### Description of the task:
Repeat the lines below word for word, starting at the line with "325, row 128." and continuing up to and including the line with "column 431, row 109". Give only those lines.
____________________
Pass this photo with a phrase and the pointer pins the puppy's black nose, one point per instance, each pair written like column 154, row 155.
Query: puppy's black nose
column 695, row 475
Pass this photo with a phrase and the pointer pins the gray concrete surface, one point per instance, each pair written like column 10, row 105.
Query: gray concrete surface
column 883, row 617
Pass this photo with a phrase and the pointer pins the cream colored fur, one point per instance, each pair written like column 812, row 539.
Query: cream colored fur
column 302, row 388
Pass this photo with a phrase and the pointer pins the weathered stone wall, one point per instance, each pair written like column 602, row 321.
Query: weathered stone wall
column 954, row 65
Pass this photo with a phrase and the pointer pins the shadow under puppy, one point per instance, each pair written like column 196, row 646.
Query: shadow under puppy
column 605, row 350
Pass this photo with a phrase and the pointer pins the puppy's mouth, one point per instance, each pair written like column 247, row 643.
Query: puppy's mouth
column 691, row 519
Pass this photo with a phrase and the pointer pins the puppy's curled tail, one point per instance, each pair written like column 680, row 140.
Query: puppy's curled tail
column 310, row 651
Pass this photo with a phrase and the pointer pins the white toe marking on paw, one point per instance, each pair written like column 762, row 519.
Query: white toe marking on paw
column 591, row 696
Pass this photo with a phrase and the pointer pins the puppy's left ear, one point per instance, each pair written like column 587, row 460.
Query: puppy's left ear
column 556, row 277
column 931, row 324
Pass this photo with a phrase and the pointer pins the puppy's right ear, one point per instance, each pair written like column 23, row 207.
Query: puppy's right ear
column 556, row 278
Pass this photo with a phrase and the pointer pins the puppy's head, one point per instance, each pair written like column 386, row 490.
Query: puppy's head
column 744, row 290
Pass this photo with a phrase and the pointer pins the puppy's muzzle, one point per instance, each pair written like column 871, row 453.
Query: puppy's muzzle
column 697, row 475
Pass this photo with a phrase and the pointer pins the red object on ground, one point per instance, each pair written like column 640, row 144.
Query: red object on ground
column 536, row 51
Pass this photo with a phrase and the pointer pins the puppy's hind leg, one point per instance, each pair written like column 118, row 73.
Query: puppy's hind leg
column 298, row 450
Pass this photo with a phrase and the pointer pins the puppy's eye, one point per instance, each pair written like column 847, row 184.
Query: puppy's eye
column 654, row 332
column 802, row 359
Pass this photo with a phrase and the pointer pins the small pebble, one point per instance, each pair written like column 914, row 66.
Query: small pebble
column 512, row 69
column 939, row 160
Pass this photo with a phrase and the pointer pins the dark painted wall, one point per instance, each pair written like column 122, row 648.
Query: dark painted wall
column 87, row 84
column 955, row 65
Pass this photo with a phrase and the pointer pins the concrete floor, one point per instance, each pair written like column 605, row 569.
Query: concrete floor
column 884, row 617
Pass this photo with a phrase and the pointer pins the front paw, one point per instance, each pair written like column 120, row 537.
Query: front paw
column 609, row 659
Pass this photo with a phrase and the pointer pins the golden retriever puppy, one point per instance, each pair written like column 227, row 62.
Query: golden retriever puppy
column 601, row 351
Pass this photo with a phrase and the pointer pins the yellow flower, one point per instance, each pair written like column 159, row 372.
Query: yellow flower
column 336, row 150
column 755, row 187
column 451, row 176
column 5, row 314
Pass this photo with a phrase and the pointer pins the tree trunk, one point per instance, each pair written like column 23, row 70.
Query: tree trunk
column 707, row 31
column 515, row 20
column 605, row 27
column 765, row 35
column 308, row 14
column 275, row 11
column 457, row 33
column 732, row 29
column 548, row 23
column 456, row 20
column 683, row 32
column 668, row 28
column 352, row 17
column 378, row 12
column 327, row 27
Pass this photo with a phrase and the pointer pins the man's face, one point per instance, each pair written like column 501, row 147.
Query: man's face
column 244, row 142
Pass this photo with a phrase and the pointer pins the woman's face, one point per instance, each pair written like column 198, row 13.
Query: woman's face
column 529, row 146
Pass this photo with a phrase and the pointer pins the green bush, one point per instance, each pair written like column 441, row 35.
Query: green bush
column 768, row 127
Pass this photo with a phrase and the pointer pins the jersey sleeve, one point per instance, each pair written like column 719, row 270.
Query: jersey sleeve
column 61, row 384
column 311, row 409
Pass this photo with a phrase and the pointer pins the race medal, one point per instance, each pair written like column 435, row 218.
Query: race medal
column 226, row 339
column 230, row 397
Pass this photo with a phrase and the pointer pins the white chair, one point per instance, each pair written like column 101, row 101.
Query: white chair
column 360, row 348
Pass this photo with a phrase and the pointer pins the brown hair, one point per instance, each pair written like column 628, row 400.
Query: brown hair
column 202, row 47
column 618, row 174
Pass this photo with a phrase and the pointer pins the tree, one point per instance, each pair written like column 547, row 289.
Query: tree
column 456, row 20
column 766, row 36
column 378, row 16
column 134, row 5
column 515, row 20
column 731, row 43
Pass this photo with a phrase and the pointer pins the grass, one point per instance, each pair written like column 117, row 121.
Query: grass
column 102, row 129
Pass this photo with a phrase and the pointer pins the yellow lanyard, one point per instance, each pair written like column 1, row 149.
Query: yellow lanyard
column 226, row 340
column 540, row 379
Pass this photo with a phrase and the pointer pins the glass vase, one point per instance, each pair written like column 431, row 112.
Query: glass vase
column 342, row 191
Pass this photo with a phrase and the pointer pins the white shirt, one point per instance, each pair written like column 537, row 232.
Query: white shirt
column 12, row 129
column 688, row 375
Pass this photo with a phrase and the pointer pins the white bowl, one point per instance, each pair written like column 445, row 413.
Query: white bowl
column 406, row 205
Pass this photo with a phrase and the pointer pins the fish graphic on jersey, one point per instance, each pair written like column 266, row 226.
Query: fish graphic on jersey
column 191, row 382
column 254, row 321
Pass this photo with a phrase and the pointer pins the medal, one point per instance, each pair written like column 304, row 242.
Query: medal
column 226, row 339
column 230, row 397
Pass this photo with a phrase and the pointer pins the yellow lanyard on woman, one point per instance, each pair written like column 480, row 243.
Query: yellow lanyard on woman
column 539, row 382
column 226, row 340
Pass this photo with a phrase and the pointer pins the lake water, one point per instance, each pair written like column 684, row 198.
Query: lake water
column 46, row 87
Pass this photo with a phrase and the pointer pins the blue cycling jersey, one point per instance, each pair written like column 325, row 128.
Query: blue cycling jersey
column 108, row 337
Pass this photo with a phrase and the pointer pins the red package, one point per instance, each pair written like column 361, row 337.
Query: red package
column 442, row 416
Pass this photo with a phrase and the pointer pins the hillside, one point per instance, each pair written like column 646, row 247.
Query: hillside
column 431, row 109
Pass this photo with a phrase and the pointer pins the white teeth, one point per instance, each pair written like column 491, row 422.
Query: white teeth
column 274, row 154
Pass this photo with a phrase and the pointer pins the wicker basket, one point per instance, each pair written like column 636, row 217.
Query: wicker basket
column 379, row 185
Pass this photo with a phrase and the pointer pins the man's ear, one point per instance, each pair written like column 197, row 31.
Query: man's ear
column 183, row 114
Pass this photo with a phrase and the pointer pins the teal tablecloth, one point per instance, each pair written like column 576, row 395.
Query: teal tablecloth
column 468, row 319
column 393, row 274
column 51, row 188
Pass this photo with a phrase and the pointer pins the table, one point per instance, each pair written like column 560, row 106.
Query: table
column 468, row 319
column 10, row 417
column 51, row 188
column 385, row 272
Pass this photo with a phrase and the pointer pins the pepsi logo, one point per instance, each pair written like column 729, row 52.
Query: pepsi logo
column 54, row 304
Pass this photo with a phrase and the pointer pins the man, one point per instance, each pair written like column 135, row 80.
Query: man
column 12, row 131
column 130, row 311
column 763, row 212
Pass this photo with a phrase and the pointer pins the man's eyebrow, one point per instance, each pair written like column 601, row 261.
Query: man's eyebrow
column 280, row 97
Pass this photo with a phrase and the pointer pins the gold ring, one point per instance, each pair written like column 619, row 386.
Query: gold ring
____________________
### Response to this task:
Pass this photo with a phrase and the pointer pins the blue cycling jersey, one point per instance, each pair written like column 325, row 128.
Query: blue cycling jersey
column 108, row 337
Pass this photo with a phrase and the pointer pins the red package, one point per instance, each pair written like column 361, row 337.
Query: red package
column 442, row 416
Pass this photo with a phrase and the pointer pins the hillside, one point per instance, each pair written like column 646, row 247.
Query: hillside
column 431, row 109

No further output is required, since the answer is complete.